(Input material begins)

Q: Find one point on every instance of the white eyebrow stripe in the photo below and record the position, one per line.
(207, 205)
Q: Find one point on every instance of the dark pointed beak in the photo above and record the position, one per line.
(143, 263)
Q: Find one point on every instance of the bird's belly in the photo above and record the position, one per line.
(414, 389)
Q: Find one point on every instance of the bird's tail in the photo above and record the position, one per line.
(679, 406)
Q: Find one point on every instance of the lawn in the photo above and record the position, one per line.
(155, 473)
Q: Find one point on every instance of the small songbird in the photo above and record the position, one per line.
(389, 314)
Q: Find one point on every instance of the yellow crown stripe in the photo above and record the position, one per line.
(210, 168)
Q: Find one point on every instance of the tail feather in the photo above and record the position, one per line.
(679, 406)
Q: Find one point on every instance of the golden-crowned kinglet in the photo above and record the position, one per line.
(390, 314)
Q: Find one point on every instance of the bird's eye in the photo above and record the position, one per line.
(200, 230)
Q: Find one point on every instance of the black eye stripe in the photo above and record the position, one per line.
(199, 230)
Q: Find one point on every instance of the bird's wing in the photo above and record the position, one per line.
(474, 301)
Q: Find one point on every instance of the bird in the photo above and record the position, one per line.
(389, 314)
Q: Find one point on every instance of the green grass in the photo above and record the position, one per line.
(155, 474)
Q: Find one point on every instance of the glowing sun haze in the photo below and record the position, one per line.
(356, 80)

(Input material ends)

### Task item
The answer must be the line containing "Q: Find one point on every instance of the glowing" and every line after it through the last line of the records above, repeated exactly.

### Exercise answer
Q: Find one point on every instance of the glowing sun haze in the photo below and record the position, one per line.
(356, 80)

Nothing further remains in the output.